■ INSTRUÇÕES DA TAREFA:
Transcreva fielmente o trecho do texto de origem que se inicia nas palavras "Vejamos melhor, transcrevendo-se" e termina após as palavras "julgamento da causa.".

■ TEXTO DE ORIGEM:
──────────────────────────────
Tudo em prol, desde logo, do princípio da proporcionalidade, protector, nas suas várias vertentes, do equilíbrio entre o interesse público concreto e os direitos e interesses dos visados e em conformidade com o regime legal do processo de execução de sentenças anulatórias ou de declaração de nulidade que deixa margem para a renovação ou reexercício do poder administrativo ou seja para a possibilidade de a Administração, em sede de execução de tais sentenças, praticar novo acto administrativo, no respeito pelos limites ditados pela autoridade do caso julgado (cfr. artigo 173.º do CPTA, ab initio).

Vejamos melhor, transcrevendo-se alguns excertos/fundamentos que se acompanham, considerados aplicáveis aos autos, com as devidas adaptações, do Acórdão do TCAN de 27.05.2011 que se debruçou sobre situação idêntica à dos autos, legitimadores da solução encontrada pela decisão ora recorrida e, consequentemente, da improcedência dos argumentos/conclusões apresentados pela ora Recorrente, evitando-se, assim, repetições inúteis para e na economia do julgamento da causa.
──────────────────────────────
■ DADOS:

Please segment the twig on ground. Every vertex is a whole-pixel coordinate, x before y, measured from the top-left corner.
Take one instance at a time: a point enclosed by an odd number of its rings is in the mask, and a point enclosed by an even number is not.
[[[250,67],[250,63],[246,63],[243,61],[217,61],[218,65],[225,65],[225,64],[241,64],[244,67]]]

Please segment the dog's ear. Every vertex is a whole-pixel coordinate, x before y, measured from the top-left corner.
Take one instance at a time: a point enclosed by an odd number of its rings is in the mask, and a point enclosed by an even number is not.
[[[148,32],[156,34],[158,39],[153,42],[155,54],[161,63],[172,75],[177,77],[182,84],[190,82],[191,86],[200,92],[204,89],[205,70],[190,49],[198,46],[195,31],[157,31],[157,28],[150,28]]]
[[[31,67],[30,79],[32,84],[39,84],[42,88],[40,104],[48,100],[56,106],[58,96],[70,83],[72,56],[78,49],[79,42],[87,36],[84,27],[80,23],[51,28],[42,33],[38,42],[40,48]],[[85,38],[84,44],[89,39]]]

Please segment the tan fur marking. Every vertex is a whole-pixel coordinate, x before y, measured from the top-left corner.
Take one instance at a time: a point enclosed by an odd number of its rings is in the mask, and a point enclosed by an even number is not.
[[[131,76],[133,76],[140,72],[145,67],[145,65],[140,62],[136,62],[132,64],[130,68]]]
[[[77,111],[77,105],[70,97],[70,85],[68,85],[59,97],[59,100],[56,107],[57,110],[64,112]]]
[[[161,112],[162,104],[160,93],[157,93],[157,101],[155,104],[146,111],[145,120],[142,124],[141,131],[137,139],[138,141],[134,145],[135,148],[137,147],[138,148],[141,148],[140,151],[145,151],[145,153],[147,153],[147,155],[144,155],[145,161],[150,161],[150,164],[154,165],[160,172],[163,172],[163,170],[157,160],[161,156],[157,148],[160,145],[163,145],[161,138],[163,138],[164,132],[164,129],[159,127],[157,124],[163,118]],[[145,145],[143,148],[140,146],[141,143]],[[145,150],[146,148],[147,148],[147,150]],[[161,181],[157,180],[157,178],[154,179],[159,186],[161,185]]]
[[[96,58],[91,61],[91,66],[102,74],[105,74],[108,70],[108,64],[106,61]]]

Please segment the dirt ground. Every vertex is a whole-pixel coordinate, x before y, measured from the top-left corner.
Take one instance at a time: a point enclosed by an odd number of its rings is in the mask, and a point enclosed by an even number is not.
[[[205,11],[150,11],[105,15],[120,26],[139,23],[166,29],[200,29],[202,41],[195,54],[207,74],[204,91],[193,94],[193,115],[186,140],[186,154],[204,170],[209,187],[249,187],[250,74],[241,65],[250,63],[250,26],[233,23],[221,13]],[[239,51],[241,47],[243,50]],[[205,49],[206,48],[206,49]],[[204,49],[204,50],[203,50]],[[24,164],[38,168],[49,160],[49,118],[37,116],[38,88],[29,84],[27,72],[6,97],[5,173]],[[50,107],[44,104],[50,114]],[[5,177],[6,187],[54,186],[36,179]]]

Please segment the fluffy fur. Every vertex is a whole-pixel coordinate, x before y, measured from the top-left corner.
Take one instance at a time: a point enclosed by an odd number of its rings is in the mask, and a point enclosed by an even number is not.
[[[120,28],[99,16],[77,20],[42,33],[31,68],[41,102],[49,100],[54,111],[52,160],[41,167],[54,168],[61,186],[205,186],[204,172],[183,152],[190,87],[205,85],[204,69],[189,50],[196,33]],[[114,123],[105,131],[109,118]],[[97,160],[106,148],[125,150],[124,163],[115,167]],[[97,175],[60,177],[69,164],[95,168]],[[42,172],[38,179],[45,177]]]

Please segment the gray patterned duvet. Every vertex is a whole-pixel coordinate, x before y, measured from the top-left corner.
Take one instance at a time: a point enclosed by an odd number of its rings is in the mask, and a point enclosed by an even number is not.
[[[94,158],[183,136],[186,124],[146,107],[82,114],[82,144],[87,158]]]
──────────────────────────────
■ EXERCÍCIO RESOLVIDO:
Vejamos melhor, transcrevendo-se alguns excertos/fundamentos que se acompanham, considerados aplicáveis aos autos, com as devidas adaptações, do Acórdão do TCAN de 27.05.2011 que se debruçou sobre situação idêntica à dos autos, legitimadores da solução encontrada pela decisão ora recorrida e, consequentemente, da improcedência dos argumentos/conclusões apresentados pela ora Recorrente, evitando-se, assim, repetições inúteis para e na economia do julgamento da causa.